▸ **Provided text**
────────────────────

May 12 – Bass fishing has been booming and several around the state have hauled in female largemouth bass weighing 13 pounds or more since October.

May 29 – The abundance of moisture in West Texas over the past several months was negative for the hunting of several types of game, but should set the stage for a banner deer hunting season this fall. The rains provided an excellent habitat for the deer population to regenerate, a stark contrast to the last two years.


May 2 – Warmer weather means that people are more likely to be outside enjoying the weather and will be exposed to the sun's radiation. The American Academy of Dermatology has a campaign to educate people about melanoma and how to treat and prevent it.

May 3 – Wet weather in Abilene pushed both the boys and girls state-qualifying discus and competition to a later date.

May 6 – Mountain bikers in North Texas are frustrated with recent wet weather that has prevented the use of mountain bike trails since last summer. According to the Fort Worth Mountain Bikers' Association, mountain biking is big in North Texas but the weather plays a large part in the availability of trails.

May 9 – A five minute deluge of rain at Texas Thunder Speedway in Killeen made the surface unfit for racing and was frustrating for a crew that spent several hours in preparation for a series of races.

────────────────────

From the news briefs, extract the passage starting with "May 12 – Bass" and going on through "and prevent it.". This data has no connection to the news briefs.

Collected data
────────────────────

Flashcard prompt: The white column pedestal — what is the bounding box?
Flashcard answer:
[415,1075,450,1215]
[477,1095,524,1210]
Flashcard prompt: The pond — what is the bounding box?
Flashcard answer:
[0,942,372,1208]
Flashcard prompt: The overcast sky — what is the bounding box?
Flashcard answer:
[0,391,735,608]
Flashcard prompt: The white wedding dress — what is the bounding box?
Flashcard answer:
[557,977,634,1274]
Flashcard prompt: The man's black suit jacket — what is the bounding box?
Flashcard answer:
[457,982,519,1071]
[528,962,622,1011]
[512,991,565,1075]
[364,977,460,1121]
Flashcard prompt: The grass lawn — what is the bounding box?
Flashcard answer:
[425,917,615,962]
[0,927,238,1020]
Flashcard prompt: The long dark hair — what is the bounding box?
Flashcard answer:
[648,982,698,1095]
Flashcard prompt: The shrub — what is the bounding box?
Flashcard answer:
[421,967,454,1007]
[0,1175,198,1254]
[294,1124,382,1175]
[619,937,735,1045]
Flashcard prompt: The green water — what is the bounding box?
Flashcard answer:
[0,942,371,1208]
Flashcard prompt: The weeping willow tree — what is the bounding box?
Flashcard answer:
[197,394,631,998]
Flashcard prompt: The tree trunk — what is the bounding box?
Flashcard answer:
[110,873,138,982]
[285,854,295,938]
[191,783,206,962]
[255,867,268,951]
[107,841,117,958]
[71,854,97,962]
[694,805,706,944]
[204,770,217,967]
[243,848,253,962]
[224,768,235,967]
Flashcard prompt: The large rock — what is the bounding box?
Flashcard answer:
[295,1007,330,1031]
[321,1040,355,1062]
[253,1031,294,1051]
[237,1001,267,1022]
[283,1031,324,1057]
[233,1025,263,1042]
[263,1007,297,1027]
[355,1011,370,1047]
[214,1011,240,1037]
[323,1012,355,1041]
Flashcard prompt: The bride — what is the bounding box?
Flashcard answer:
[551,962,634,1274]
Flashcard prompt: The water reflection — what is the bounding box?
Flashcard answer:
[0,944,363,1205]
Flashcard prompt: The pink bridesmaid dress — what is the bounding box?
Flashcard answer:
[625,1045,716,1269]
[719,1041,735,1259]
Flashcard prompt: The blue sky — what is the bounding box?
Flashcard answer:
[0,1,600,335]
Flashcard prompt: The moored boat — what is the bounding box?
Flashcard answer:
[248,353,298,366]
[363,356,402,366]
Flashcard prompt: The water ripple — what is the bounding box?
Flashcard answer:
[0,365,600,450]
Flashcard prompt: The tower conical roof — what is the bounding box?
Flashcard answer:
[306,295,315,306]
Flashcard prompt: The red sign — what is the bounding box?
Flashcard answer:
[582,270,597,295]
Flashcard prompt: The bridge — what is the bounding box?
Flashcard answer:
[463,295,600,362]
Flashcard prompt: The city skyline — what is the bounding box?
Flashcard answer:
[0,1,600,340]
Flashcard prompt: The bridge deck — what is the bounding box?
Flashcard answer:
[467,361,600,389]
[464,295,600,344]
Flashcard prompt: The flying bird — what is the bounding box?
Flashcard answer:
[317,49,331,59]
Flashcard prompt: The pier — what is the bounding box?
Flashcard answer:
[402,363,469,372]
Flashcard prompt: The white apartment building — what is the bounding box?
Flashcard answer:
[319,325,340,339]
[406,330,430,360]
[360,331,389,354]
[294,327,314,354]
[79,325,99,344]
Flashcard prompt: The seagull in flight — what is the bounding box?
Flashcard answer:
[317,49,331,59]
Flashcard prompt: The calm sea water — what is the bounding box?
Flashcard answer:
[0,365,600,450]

────────────────────

▸ **Task solution**
May 12 – Bass fishing has been booming and several around the state have hauled in female largemouth bass weighing 13 pounds or more since October.

May 29 – The abundance of moisture in West Texas over the past several months was negative for the hunting of several types of game, but should set the stage for a banner deer hunting season this fall. The rains provided an excellent habitat for the deer population to regenerate, a stark contrast to the last two years.


May 2 – Warmer weather means that people are more likely to be outside enjoying the weather and will be exposed to the sun's radiation. The American Academy of Dermatology has a campaign to educate people about melanoma and how to treat and prevent it.